### [QUOTED PASSAGE]
----------------

None of this went un-noticed in Pennsylvania, which watched this canal thing very closely. Traffic was being siphoned off from the ports of Philadelphia and Baltimore at an alarming rate as everything headed for New York. Their hand forced by these developments, Pennsylvania started building their own canal system in 1826. It was a joint government-business project with the objective of building a continuous waterway from Philadelphia to Pittsburgh - a distance of 395 miles. Despite the success of the Erie Canal, there was no guarantee of the same in Pennsylvania. They had much tougher problems to solve - longer distances, bigger obstacles, wider rivers, steeper slopes and higher elevations. The mountain ridges, valleys and rivers ran north-south. The terrain would be fighting them every step of the way. It was called the Pennsylvania Main Line of Public Works and it cost over 16 million dollars. It was completed in 1834 although sections of it became operational well before that. Unlike the Erie Canal, it was not just a single canal across the state. When it was finished, it was a spider's web of public and private canals and railroads that connected the entire commonwealth. These different lines and segments were called divisions. The canal sections which connected Philadelphia and Pittsburgh were simply called Main Line. It consisted of the Juniata Division in the east and the Western Division in the west.
The Pennsylvania Canal system far exceeded the engineering achievements of the Erie Canal and was full of records and firsts. In its prime, it had almost 1,400 miles of canal - the most in the United States. There was a 1,140 foot aqueduct that crossed the Allegheny River just above Pittsburgh. The country's first railroad tunnel, the Staple Bend Tunnel near Johnstown, was drilled and blasted through 900 feet of solid rock. A second tunnel of over 800 feet went under Grant's Hill in Pittsburgh and linked with the Monongahela River. There were 168 locks. Elevation went from near sea level in Philadelphia to 2,430 feet on Cresson Mountain to 720 feet at the junction of the three rivers in Pittsburgh. These were all noteworthy achievements that exceeded anything that had been done before but the engineering crown jewel of the Main Line was the Allegheny Portage Railroad.

----------------

### [GIVEN DATA]
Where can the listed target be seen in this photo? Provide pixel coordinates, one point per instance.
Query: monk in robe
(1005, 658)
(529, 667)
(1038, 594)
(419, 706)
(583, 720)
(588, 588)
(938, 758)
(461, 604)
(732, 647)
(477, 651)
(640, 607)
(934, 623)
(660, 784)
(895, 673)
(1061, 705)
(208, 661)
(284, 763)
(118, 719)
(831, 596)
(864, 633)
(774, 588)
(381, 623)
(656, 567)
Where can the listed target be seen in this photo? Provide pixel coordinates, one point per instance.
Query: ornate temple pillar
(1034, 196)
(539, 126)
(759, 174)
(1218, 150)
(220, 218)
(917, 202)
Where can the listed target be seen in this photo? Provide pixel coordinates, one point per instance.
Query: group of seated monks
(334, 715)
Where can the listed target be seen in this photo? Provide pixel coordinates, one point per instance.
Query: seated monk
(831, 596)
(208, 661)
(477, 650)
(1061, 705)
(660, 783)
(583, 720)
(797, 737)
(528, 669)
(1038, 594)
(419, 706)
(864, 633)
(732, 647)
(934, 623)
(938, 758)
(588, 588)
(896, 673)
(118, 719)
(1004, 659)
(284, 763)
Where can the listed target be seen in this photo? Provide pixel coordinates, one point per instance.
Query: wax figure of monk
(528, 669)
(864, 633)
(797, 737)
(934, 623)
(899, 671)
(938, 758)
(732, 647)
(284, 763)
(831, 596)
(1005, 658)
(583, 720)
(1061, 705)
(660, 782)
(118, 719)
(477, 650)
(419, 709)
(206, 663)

----------------

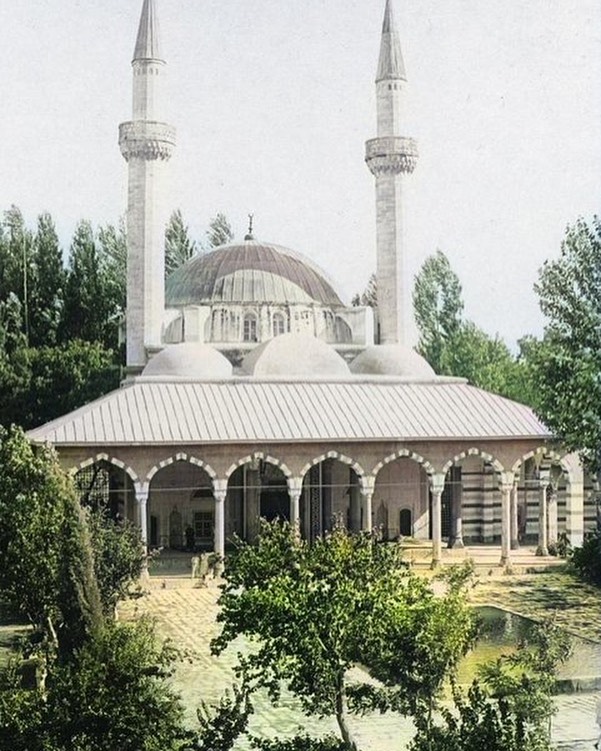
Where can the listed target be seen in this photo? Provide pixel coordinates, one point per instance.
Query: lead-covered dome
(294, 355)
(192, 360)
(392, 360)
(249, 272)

----------------

### [STATED TASK]
Can you retype the passage on the Pennsylvania canal system, starting at "The Pennsylvania Canal" and ending at "Allegheny Portage Railroad."? The entries come from a separate source.

### [OUTPUT FOR THIS EXERCISE]
The Pennsylvania Canal system far exceeded the engineering achievements of the Erie Canal and was full of records and firsts. In its prime, it had almost 1,400 miles of canal - the most in the United States. There was a 1,140 foot aqueduct that crossed the Allegheny River just above Pittsburgh. The country's first railroad tunnel, the Staple Bend Tunnel near Johnstown, was drilled and blasted through 900 feet of solid rock. A second tunnel of over 800 feet went under Grant's Hill in Pittsburgh and linked with the Monongahela River. There were 168 locks. Elevation went from near sea level in Philadelphia to 2,430 feet on Cresson Mountain to 720 feet at the junction of the three rivers in Pittsburgh. These were all noteworthy achievements that exceeded anything that had been done before but the engineering crown jewel of the Main Line was the Allegheny Portage Railroad.